Record set:
· · ·
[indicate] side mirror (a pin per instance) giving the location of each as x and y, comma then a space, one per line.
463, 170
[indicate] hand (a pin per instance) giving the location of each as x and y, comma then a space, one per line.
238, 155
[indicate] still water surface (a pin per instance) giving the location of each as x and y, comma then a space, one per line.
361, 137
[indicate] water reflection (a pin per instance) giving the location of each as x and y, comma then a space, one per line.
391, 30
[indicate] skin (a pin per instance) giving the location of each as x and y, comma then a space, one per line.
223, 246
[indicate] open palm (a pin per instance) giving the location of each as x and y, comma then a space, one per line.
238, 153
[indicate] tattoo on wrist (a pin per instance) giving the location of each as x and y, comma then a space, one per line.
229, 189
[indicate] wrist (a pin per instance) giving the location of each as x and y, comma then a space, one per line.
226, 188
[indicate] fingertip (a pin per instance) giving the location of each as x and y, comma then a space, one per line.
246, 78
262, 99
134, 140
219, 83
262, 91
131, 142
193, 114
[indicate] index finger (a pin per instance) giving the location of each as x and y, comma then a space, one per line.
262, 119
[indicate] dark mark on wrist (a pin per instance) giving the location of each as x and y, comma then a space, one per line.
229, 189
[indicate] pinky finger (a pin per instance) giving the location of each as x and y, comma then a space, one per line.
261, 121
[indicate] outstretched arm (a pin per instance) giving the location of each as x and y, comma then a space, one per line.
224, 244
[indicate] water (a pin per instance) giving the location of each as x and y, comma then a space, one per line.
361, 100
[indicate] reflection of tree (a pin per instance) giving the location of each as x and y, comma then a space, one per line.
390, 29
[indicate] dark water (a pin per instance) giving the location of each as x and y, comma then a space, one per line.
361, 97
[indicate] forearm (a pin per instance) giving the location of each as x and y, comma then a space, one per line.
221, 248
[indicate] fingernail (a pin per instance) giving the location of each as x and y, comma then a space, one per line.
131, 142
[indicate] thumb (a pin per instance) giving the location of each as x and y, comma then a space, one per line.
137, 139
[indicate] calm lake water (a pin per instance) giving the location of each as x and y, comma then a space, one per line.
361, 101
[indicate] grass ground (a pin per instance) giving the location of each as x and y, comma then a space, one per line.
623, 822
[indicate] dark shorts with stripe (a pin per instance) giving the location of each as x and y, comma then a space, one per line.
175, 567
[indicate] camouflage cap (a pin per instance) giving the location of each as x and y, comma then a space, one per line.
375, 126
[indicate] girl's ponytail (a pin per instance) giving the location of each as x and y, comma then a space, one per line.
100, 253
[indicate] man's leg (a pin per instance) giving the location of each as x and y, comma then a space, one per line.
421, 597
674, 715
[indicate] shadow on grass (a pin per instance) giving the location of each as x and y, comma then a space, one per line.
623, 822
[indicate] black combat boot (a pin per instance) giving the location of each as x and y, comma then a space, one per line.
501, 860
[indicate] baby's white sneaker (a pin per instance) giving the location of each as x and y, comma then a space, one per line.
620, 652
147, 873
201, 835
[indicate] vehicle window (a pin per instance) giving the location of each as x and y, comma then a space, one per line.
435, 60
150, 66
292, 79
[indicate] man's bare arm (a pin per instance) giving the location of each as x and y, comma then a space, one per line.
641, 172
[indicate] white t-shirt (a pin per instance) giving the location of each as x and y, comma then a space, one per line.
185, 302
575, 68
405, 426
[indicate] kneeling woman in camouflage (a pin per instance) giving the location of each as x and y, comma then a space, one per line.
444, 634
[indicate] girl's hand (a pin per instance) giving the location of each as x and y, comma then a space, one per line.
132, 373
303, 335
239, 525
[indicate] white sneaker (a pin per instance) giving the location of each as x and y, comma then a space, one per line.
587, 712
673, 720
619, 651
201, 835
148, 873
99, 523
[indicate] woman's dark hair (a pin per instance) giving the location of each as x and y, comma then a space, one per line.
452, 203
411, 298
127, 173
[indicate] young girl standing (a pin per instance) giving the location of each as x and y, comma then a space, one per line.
· · ·
Objective:
Your task is to retype all the records above with nothing left out.

Task response:
[indicate] side mirror (a pin per instance) giving the location of each as x and y, comma then a space, one per line.
463, 170
[indicate] hand (a pin per instance) giving the location of each as x and y, comma then a space, one per line.
238, 155
[indicate] still water surface (a pin per instance) giving the location of each as x and y, comma then a space, one per line.
361, 137
[indicate] water reflection (a pin per instance) giving the location of each as x and y, comma then a space, one per line.
391, 30
[indicate] skin (a pin per instance) giving the location of each as x and y, comma then a space, one per line.
223, 246
[indicate] open palm (a pin per instance) giving the location of each as x and y, comma then a space, one per line.
238, 153
[indicate] tattoo on wrist (a pin per instance) giving the location of each as x and y, comma then a space, one per line.
229, 189
[indicate] wrist (a pin per instance) giving the location of each as x and y, comma then a space, one per line.
226, 188
[indicate] fingertip (a pin per instance) giving the location of each as x and y, comma then a space, one per line.
246, 78
262, 99
134, 140
219, 83
262, 91
131, 142
193, 114
[indicate] index finger (a pin per instance) giving the location of each as x and y, comma then a space, one per line.
262, 119
[indicate] dark mark on wrist (a pin per instance) giving the location of each as x and y, comma then a space, one per line.
229, 189
[indicate] pinky finger (a pin per instance) giving the location of each as x and y, comma then a space, one per line.
261, 121
[indicate] outstretched arm (a pin per instance) giving the location of each as x and y, comma then a space, one per line.
224, 244
[indicate] water (a pin per instance) giving the location of each as x and y, comma then a space, one per line.
361, 100
[indicate] reflection of tree (a pin per instance) giving the location of each as x and y, comma then a space, one per line.
390, 29
[indicate] dark water (a pin per instance) giving the location of each as x and y, comma then a space, one per line.
361, 97
[indicate] forearm (a pin per instance) giving the location of each as x and y, comma then a space, one per line.
221, 248
[indicate] fingernail (a pin per instance) giving the location of each as x and y, comma then a space, one per line.
131, 142
[indicate] thumb (a pin per instance) giving the location of each as x and y, comma then a space, one per line.
137, 139
[indicate] calm lake water (a pin per instance) giving the location of each as x and y, comma then a space, one per line.
361, 101
[indicate] grass ground (a pin per instance) giving the location of each as x and y, comma then a space, one per line.
623, 822
[indicate] dark shorts with stripe (a pin per instance) giving the location of each as x and y, comma then a space, one per line.
175, 567
[indicate] camouflage cap (a pin per instance) giving the location of each as x and y, comma then a space, one per line.
375, 126
[indicate] girl's ponytail (a pin per instance) giving the location of each as x and y, comma then a space, one per line.
100, 253
[indicate] man's leg (a pin per instance) giving the location of each as x and y, comma then a space, one per line.
421, 597
674, 715
[indicate] shadow on grass (a pin per instance) giving the location of each as x and y, comma then a space, one per line.
623, 822
[indicate] black combat boot (a pin per instance) giving the location of each as x and y, comma then a space, one per line.
501, 860
[indicate] baby's white sneaker (a pin per instance) giving the location of each as x and y, comma then a space, one per line.
620, 652
147, 873
201, 835
[indicate] vehicle window (a pin per instance) giving the location of each as x and y, comma then a space, one per line.
435, 60
150, 66
292, 79
[indicate] man's bare arm (a pin per instance) giving the location of each as x and y, comma then a space, one per line.
641, 172
[indicate] white t-shirt (a pin per instance) giving the location of each as x and y, comma then a space, one per line.
185, 302
575, 68
405, 426
[indicate] kneeling woman in camouflage (a pin per instance) giving the location of each as x and y, comma then a space, one per line.
444, 634
[indicate] girl's hand (a pin per instance) giving the location of each as x and y, comma then a space, one per line.
132, 373
303, 335
239, 525
[indicate] white sneaker (a pin per instance) giving the location of each as x and y, comma then a space, one per line.
587, 712
673, 720
619, 651
201, 835
148, 873
99, 523
[indicate] woman's dark hair (a pin per instance) giving the location of each as x and y, comma then a space, one per line.
452, 203
411, 298
127, 173
[indicate] young girl standing (a pin per instance) giving the location of each as x and y, comma then a space, one per line.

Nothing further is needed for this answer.